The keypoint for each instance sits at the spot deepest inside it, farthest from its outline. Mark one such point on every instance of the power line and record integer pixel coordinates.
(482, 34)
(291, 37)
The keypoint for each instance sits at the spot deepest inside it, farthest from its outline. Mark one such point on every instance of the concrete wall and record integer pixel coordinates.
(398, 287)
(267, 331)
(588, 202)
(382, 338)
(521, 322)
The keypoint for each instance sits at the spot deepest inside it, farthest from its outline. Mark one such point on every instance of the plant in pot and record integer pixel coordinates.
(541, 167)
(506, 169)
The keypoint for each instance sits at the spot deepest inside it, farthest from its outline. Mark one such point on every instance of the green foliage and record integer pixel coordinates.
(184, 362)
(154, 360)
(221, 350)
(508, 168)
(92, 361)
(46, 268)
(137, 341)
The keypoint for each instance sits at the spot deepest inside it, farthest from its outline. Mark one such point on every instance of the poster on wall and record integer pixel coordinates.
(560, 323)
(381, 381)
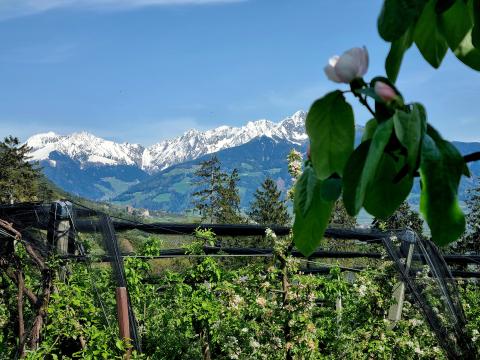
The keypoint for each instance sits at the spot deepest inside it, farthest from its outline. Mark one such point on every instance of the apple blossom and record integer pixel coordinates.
(385, 91)
(351, 65)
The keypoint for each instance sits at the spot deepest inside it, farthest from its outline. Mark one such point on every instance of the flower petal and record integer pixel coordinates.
(347, 68)
(330, 72)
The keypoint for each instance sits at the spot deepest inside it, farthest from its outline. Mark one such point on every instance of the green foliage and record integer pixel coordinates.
(397, 143)
(469, 242)
(327, 116)
(340, 217)
(434, 26)
(403, 218)
(397, 16)
(268, 208)
(218, 200)
(367, 169)
(310, 223)
(440, 169)
(18, 178)
(428, 38)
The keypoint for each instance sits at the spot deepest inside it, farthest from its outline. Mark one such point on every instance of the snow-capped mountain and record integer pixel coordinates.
(85, 148)
(88, 149)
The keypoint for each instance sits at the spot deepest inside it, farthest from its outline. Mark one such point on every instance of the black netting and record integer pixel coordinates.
(433, 289)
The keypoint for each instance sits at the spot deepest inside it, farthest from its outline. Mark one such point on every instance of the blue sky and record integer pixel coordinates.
(146, 70)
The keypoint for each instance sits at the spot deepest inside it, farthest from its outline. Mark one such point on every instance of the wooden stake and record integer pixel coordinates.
(21, 324)
(122, 311)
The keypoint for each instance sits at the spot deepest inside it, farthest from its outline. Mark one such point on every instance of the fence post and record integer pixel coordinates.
(395, 311)
(122, 312)
(60, 234)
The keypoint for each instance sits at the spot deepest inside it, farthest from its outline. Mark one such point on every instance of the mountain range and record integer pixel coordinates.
(161, 176)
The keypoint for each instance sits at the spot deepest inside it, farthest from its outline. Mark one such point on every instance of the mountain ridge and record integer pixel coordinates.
(90, 150)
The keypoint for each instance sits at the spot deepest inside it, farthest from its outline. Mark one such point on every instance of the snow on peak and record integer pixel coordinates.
(86, 148)
(89, 149)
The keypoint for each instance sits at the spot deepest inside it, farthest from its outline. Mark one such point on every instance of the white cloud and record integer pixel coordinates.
(15, 8)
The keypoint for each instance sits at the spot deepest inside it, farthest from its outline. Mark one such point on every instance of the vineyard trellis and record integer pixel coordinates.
(29, 222)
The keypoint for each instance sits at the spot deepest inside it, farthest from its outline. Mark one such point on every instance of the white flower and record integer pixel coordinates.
(254, 344)
(261, 301)
(362, 290)
(351, 65)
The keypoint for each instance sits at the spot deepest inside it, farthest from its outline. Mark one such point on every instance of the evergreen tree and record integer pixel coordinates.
(340, 217)
(18, 177)
(267, 207)
(404, 217)
(210, 180)
(218, 199)
(470, 241)
(229, 210)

========================================

* _TASK BRIEF_: Convert all of the material above into a numbered list with one entry per line, omitting any blank lines and leaving the pictures out of the answer.

* _TASK ANSWER_:
1. The keypoint for each instance sits at the spot deepest inside it, farthest from its outline. Mark one such point on every instance of the power line and record integer pixel coordinates.
2. (482, 34)
3. (291, 37)
4. The keypoint for each instance sits at the spot deepest inside it, farthest from its outline. Mark one such point on every instance of the concrete wall and record integer pixel coordinates.
5. (398, 287)
6. (267, 331)
7. (588, 202)
8. (382, 338)
9. (521, 322)
10. The keypoint for each instance sits at the spot deepest inside it, farthest from its outline. Mark one such point on every instance of the plant in pot and record integer pixel coordinates.
11. (541, 167)
12. (506, 169)
13. The keypoint for each instance sits at the spot deepest inside it, farthest from its outline. Mark one such point on every instance of the green foliage and record integer pixel coordinates.
14. (184, 362)
15. (154, 360)
16. (221, 350)
17. (508, 168)
18. (92, 361)
19. (46, 268)
20. (137, 341)
21. The keypoint for each instance sits at the spot deepest inside it, farthest from its outline. Mark one such point on every instance of the poster on wall and record integer pixel coordinates.
22. (560, 323)
23. (381, 381)
24. The keypoint for each instance sits at the spot deepest inside it, farthest from its outline. Mark one such point on every instance of the apple blossom and record integer pixel coordinates.
25. (385, 91)
26. (351, 65)
27. The keypoint for each instance sits at the spot deepest inside it, farthest from its outline. Mark one such point on every instance of the flower petal and record integer pixel coordinates.
28. (347, 68)
29. (330, 72)
30. The keypoint for each instance sits at the spot deepest inside it, farthest from its outline. Mark one such point on every instance of the green foliage and record integer pixel coordinates.
31. (397, 143)
32. (469, 242)
33. (327, 116)
34. (340, 217)
35. (434, 26)
36. (403, 218)
37. (397, 16)
38. (268, 208)
39. (218, 200)
40. (367, 169)
41. (310, 223)
42. (440, 169)
43. (18, 178)
44. (428, 38)
45. The keypoint for each instance sits at the spot deepest inside it, farthest from its outline. Mark one such point on every instance of the snow-capped mountain and record integer pixel coordinates.
46. (85, 148)
47. (88, 149)
48. The keypoint for each instance sits at the spot deepest inside it, farthest from its outline. Mark one such point on every instance of the black netting and record integer pixel coordinates.
49. (433, 289)
50. The keypoint for each instance sits at the spot deepest inside it, farthest from its outline. Mark one such point on every instance of the blue sky and record integer pixel coordinates.
51. (146, 70)
52. The keypoint for each instance sits at the spot deepest inside it, farthest from its outline. Mark one such point on every instance of the wooden stake and record integer pixel coordinates.
53. (21, 324)
54. (122, 311)
55. The keypoint for each instance sits at the spot deepest inside it, farthest from its outline. Mark one such point on every instance of the fence post and record integer pixel coordinates.
56. (395, 311)
57. (122, 312)
58. (60, 234)
59. The keypoint for each instance sits at the spot deepest inside it, farthest from its outline. Mark one such point on every instance of the mountain range and record integer pixel coordinates.
60. (161, 176)
61. The keypoint for each instance sits at the spot deepest inside it, farthest from its outline. Mark one such point on every instance of the mountain ridge and record integer pixel coordinates.
62. (90, 150)
63. The keypoint for each instance sits at the spot deepest inside it, farthest from its outline. Mark one such point on every instance of the snow on peak and record integer pixel coordinates.
64. (86, 148)
65. (89, 149)
66. The keypoint for each instance sits at the spot deepest inside it, farthest from its outline. Mark one such point on every instance of the white cloud and record integer pixel coordinates.
67. (15, 8)
68. The keypoint for each instance sits at the spot deepest inside it, farthest from its outline. Mark one such point on every instance of the vineyard trellis and record integer pixel coordinates.
69. (29, 222)
70. The keypoint for each instance sits at the spot deepest inside it, farthest from its outline. Mark one such point on every instance of the white flower and record integer pixel coordinates.
71. (254, 344)
72. (261, 301)
73. (362, 290)
74. (351, 65)
75. The keypoint for each instance sits at the spot deepest inside it, farthest from its outline. Mark one such point on every instance of the evergreen tree and record integer pixel coordinates.
76. (340, 217)
77. (18, 177)
78. (267, 207)
79. (404, 217)
80. (210, 180)
81. (218, 199)
82. (470, 241)
83. (229, 210)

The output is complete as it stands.